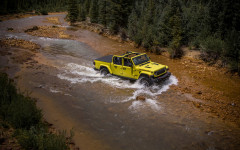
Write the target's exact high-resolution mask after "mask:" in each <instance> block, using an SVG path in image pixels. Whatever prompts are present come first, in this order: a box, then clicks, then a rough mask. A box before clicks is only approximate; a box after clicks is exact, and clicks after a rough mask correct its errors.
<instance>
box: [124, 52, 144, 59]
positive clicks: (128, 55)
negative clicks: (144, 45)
mask: <svg viewBox="0 0 240 150" xmlns="http://www.w3.org/2000/svg"><path fill="white" fill-rule="evenodd" d="M140 54H141V53H137V52H126V53H125V54H123V55H122V56H123V57H128V58H131V57H135V56H137V55H140Z"/></svg>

---*---

WORK TO BE COMPLETED:
The data must come back word for word, with every picture removed.

PROBLEM SOLUTION:
Write the target's exact high-resolution mask after "mask:" in each <instance> block, using an SVG path in image pixels. Whatever prompts are present come first, in this order: a box, then clicks, then a rough mask. A box before clicks is only approximate; a box after clicks is exact, and clicks after a rough mask correct its errors.
<instance>
box: [124, 52, 144, 59]
positive clicks: (128, 55)
negative clicks: (144, 45)
mask: <svg viewBox="0 0 240 150" xmlns="http://www.w3.org/2000/svg"><path fill="white" fill-rule="evenodd" d="M140 54H141V53H137V52H126V53H125V54H123V55H122V56H123V57H128V58H131V57H135V56H137V55H140Z"/></svg>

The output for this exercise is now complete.